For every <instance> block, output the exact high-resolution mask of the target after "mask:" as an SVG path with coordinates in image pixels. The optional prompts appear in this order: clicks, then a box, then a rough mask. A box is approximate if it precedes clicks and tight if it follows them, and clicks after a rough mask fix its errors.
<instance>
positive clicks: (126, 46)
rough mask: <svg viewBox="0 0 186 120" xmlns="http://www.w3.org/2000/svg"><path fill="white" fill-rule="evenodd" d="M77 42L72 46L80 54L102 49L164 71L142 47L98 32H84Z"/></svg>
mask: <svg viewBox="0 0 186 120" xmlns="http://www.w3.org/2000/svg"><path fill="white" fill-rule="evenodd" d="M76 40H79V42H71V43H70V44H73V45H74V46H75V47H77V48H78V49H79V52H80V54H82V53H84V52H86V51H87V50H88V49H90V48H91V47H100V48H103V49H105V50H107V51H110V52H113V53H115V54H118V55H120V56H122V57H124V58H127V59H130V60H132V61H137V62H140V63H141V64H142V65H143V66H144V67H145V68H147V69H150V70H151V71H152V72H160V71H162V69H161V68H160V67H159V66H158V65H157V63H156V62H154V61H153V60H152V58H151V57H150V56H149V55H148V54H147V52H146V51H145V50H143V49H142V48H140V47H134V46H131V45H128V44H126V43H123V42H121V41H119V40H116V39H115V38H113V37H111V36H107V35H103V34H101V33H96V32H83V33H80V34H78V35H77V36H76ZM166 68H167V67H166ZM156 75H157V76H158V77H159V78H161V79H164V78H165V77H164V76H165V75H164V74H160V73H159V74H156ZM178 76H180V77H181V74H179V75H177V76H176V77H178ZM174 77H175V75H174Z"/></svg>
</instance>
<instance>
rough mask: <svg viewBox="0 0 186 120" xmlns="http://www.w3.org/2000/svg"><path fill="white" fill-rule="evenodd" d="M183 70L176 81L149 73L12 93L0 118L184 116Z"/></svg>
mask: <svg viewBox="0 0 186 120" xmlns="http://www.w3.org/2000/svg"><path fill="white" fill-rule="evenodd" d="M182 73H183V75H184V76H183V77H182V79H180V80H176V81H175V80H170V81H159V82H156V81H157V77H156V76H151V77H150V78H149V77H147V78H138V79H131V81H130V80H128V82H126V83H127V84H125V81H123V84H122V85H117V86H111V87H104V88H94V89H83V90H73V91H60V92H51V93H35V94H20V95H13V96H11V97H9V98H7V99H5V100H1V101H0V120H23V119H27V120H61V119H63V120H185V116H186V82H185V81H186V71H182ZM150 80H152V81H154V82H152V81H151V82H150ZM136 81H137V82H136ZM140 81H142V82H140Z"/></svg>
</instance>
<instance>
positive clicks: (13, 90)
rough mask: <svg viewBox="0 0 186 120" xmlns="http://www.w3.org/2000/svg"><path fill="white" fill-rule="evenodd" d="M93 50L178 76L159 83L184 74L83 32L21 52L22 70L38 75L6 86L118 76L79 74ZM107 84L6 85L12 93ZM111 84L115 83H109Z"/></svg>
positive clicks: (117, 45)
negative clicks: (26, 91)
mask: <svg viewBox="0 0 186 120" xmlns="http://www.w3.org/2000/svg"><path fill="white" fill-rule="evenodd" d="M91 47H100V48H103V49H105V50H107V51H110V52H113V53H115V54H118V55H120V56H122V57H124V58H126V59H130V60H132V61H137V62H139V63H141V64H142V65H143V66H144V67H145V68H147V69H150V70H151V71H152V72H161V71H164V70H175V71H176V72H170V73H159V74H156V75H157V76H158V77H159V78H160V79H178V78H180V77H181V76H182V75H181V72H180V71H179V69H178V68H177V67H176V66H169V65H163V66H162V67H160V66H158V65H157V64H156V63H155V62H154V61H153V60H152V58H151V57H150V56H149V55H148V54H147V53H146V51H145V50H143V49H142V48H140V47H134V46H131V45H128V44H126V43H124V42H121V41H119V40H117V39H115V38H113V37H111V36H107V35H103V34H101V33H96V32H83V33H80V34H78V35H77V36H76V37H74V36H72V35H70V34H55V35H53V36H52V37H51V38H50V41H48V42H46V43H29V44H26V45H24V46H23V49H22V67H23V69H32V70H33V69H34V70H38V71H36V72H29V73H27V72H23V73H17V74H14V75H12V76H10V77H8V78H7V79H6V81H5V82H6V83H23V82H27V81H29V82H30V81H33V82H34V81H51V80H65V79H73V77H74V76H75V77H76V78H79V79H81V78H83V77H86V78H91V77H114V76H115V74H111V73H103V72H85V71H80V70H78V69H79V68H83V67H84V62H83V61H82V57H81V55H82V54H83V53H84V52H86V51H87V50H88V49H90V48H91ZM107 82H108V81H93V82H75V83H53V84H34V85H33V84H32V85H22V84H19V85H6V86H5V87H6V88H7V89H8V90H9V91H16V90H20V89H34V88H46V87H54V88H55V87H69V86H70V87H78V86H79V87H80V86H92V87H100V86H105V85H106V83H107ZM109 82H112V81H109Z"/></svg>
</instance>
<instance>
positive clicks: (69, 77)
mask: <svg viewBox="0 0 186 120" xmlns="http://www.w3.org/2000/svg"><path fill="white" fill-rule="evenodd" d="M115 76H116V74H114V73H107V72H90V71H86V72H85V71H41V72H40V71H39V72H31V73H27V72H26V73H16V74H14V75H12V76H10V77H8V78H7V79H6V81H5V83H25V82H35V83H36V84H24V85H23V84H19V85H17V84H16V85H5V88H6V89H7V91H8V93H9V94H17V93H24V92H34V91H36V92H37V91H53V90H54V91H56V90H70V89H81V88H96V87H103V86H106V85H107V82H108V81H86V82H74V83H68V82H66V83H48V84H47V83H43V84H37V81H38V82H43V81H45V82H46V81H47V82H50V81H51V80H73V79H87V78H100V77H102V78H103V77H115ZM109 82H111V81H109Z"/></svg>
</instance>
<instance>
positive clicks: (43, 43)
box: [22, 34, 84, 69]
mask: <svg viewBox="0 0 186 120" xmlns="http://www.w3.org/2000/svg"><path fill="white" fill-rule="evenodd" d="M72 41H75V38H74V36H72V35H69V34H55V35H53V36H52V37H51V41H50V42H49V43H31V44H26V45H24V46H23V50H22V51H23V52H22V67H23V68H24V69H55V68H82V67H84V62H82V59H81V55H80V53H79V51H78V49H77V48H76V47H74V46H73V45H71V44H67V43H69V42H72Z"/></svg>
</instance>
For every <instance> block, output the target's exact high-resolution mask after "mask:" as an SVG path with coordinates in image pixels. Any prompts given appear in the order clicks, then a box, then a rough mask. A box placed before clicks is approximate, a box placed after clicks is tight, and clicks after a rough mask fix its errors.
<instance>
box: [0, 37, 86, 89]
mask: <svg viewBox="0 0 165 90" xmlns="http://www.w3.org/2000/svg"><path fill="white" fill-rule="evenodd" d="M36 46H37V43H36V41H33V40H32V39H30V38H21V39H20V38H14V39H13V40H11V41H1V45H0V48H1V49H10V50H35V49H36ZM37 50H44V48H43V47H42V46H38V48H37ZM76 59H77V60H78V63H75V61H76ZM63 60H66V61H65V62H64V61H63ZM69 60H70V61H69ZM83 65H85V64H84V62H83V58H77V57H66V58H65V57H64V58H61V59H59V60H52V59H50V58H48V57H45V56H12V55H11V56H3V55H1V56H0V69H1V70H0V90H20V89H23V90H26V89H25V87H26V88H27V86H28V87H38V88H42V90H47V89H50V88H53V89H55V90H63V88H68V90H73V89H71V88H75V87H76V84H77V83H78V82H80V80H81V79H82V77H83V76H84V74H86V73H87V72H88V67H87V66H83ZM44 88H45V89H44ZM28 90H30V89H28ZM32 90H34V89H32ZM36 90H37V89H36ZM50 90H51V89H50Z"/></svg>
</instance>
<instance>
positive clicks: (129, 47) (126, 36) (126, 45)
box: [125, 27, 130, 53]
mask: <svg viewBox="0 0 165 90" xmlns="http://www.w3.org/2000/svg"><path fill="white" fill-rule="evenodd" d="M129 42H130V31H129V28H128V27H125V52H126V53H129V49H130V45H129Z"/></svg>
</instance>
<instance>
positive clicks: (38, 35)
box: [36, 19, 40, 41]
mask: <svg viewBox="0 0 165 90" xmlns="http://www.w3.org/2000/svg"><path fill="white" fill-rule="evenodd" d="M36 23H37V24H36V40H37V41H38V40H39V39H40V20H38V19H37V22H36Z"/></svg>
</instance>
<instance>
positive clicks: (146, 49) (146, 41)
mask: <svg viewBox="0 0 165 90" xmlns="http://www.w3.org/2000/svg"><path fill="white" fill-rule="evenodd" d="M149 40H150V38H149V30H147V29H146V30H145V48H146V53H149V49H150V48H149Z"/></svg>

==

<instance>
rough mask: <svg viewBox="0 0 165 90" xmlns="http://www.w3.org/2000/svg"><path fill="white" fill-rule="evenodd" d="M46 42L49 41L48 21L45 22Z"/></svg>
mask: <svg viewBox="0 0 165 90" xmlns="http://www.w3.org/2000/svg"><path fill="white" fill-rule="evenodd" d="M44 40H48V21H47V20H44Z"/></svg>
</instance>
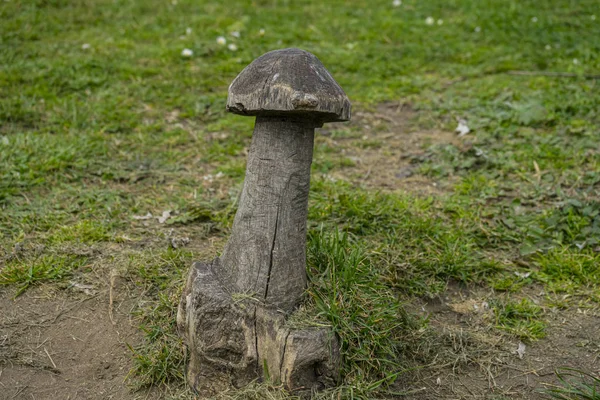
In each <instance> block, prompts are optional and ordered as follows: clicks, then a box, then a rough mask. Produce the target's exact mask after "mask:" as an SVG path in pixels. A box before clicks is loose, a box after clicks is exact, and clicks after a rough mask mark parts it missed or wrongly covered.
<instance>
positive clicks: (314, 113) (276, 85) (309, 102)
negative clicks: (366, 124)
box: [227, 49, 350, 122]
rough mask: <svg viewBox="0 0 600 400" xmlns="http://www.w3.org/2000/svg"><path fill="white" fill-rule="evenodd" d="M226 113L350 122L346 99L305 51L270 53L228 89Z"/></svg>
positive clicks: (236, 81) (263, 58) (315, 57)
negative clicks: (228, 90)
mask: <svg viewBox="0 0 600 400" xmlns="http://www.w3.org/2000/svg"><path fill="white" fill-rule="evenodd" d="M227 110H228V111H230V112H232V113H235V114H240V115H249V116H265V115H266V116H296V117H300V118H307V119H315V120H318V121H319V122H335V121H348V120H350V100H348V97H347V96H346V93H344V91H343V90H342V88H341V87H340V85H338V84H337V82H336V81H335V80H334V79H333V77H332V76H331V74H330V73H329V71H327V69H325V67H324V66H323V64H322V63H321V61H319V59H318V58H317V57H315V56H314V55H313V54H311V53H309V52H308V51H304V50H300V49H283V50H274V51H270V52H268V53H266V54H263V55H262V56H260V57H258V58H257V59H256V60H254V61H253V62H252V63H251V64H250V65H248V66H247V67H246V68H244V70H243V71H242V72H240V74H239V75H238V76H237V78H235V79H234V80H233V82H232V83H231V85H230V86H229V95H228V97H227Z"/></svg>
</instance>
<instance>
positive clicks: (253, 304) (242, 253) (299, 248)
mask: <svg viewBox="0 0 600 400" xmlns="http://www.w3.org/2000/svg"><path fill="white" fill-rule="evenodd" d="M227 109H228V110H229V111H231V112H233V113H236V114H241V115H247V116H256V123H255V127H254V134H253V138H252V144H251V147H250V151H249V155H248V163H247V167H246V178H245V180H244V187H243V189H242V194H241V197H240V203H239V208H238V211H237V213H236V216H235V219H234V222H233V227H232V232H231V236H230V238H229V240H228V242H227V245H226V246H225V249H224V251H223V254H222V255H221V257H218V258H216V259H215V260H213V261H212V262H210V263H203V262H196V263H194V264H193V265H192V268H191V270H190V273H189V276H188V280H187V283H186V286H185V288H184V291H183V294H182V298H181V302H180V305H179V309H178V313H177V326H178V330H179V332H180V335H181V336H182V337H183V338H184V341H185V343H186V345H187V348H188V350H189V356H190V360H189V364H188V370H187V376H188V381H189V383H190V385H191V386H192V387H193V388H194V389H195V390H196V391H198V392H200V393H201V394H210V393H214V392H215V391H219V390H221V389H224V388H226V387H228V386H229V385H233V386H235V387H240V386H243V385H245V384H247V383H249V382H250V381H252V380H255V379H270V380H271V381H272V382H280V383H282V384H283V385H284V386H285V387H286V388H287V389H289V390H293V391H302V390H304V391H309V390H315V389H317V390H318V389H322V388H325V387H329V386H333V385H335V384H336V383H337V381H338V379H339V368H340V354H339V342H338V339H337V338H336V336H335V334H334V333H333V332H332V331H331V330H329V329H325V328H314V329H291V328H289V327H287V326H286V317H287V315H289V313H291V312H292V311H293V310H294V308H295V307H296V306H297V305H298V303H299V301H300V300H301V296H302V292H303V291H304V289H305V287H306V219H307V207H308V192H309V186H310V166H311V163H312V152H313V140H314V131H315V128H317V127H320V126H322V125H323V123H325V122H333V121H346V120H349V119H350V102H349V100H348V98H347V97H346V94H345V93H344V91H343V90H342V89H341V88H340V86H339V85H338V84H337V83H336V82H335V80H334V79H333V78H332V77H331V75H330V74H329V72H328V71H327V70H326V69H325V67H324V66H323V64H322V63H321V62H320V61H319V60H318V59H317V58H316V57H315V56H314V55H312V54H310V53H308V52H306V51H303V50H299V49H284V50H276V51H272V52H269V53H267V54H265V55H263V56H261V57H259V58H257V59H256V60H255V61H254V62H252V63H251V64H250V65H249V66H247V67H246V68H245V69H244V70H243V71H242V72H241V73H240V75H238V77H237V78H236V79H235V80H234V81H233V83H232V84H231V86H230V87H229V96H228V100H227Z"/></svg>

--- Work order ---
In the entries above, find the line holding "For every <instance> block, output the exact" and the line holding "positive clicks: (126, 46)"; print both of them and every line between, exactly, and nothing else.

--- Output below ---
For every <instance> block, output the exact high-resolution mask of the target after "mask:" as an SVG path with coordinates in image pixels. The optional prompts appear in this order: clicks, then a box, then a rough mask. A box is approximate if it precedes clicks and tight if it follows them, and clicks after a rough mask fix its errors.
<instance>
positive clicks: (126, 46)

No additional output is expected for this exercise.